### SOURCE TEXT:
########

Le Causatif avec Faire

The causative faire is one of the most characteristic constructions in French. With a single verb (faire) plus an infinitive, French expresses what English needs three different patterns to handle: "have someone do something," "make someone do something," and "get something done." Je fais réparer ma voiture — "I'm having my car repaired." Il a fait pleurer l'enfant — "He made the child cry." Elle fait construire une maison — "She's having a house built." Once you internalize this construction, you stop reaching for clunky paraphrases and start producing the sleek, native French that natives produce automatically.

This page is the main reference on causative faire — its construction, its agent-marking rules, its rigid pronoun ordering, and its invariable past participle. The companion page on laisser and permettre covers the related but distinct permissive constructions.

########

### SUPPLIED DATA:

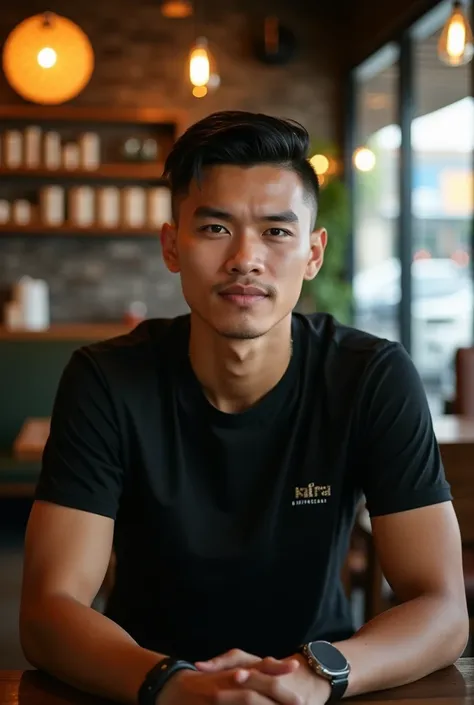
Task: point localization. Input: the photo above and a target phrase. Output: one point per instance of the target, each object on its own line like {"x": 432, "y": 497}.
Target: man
{"x": 223, "y": 455}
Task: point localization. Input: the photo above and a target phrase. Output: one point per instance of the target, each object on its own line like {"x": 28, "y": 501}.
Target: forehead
{"x": 262, "y": 188}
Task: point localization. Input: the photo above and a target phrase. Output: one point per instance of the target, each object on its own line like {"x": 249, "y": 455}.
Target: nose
{"x": 245, "y": 257}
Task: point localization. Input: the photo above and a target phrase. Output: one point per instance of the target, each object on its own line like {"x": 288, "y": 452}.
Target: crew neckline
{"x": 194, "y": 400}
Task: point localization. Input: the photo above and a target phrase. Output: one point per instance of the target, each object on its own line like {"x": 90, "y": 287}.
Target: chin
{"x": 243, "y": 329}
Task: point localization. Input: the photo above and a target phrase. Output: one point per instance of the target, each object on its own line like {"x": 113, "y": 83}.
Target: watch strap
{"x": 157, "y": 678}
{"x": 338, "y": 688}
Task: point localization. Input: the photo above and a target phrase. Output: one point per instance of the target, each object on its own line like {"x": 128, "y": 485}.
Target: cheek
{"x": 198, "y": 261}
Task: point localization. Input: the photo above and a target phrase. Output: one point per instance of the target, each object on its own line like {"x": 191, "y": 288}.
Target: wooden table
{"x": 452, "y": 686}
{"x": 454, "y": 430}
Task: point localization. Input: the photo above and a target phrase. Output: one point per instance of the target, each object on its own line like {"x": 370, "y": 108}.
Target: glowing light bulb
{"x": 176, "y": 9}
{"x": 364, "y": 159}
{"x": 47, "y": 57}
{"x": 199, "y": 64}
{"x": 320, "y": 164}
{"x": 455, "y": 46}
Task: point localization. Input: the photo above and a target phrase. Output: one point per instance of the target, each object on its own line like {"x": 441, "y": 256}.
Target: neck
{"x": 236, "y": 374}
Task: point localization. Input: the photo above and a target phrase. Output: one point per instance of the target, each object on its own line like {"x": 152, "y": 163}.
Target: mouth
{"x": 243, "y": 296}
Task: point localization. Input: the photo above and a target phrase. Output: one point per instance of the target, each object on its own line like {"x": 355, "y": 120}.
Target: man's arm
{"x": 420, "y": 555}
{"x": 67, "y": 552}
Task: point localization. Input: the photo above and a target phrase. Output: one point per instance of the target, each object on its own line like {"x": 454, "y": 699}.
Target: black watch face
{"x": 328, "y": 656}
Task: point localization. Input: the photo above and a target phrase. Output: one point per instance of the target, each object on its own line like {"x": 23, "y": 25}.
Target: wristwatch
{"x": 328, "y": 662}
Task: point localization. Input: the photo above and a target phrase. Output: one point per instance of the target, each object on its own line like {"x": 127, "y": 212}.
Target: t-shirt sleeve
{"x": 82, "y": 466}
{"x": 400, "y": 462}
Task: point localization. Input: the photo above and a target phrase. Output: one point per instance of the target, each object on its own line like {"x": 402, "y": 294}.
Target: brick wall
{"x": 141, "y": 60}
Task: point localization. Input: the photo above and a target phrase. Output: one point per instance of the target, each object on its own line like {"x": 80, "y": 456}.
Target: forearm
{"x": 405, "y": 643}
{"x": 85, "y": 649}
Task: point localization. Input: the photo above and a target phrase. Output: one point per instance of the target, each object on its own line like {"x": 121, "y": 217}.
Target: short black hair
{"x": 239, "y": 138}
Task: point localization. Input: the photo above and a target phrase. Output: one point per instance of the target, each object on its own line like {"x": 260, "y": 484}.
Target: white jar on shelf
{"x": 52, "y": 205}
{"x": 158, "y": 206}
{"x": 108, "y": 207}
{"x": 52, "y": 150}
{"x": 5, "y": 211}
{"x": 33, "y": 147}
{"x": 82, "y": 206}
{"x": 21, "y": 212}
{"x": 89, "y": 144}
{"x": 134, "y": 207}
{"x": 13, "y": 149}
{"x": 71, "y": 156}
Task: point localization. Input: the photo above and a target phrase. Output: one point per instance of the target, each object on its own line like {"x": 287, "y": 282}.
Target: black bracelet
{"x": 157, "y": 678}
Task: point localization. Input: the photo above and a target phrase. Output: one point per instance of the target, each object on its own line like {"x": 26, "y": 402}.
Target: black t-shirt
{"x": 231, "y": 529}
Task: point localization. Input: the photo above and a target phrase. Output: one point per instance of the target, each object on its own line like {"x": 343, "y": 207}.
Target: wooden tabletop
{"x": 453, "y": 430}
{"x": 451, "y": 686}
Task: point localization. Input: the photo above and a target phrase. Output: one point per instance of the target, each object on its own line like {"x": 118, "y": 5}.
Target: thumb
{"x": 231, "y": 659}
{"x": 273, "y": 667}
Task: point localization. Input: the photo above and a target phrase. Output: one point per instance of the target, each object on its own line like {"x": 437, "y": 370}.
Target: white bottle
{"x": 5, "y": 210}
{"x": 134, "y": 207}
{"x": 52, "y": 206}
{"x": 13, "y": 146}
{"x": 32, "y": 296}
{"x": 90, "y": 150}
{"x": 52, "y": 150}
{"x": 33, "y": 147}
{"x": 82, "y": 206}
{"x": 108, "y": 207}
{"x": 71, "y": 156}
{"x": 159, "y": 207}
{"x": 21, "y": 212}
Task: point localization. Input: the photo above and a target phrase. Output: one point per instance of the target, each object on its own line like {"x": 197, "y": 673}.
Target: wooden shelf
{"x": 49, "y": 230}
{"x": 134, "y": 171}
{"x": 94, "y": 114}
{"x": 68, "y": 331}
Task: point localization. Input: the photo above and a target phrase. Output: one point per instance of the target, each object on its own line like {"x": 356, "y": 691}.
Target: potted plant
{"x": 330, "y": 291}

########

### WORK TASK 1:
Copy, word for word, the stretch of the causative faire page from "Le Causatif avec" through "natives produce automatically.".
### WORK TASK 2:
Pick up the page on the French causative with faire after its last sentence and carry it on.

### EXPECTED ANSWER 1:
Le Causatif avec Faire

The causative faire is one of the most characteristic constructions in French. With a single verb (faire) plus an infinitive, French expresses what English needs three different patterns to handle: "have someone do something," "make someone do something," and "get something done." Je fais réparer ma voiture — "I'm having my car repaired." Il a fait pleurer l'enfant — "He made the child cry." Elle fait construire une maison — "She's having a house built." Once you internalize this construction, you stop reaching for clunky paraphrases and start producing the sleek, native French that natives produce automatically.

### EXPECTED ANSWER 2:
What the causative does

The causative faire lets the speaker describe a situation in which they (or someone) arrange, order, or cause an action that someone else performs. The grammatical subject is the cause-er — the one who makes the action happen. The action itself is named by the infinitive. The actual performer (the causee) is mentioned (or pronominalized) according to a fairly rigid set of rules.

The construction maps to several English equivalents, depending on the volition and the agency of the parties:

  • Have someone do (arrange for): I'll have my secretary call you.Je vous ferai appeler par ma secrétaire.
  • Make someone do (force, induce): He made me cry.Il m'a fait pleurer.
  • Get something done (passive-like): I'm getting the car repaired.Je fais réparer la voiture.
  • Send for, call for: They sent for the doctor.Ils ont fait venir le médecin.

French covers all four meanings with the same syntactic frame.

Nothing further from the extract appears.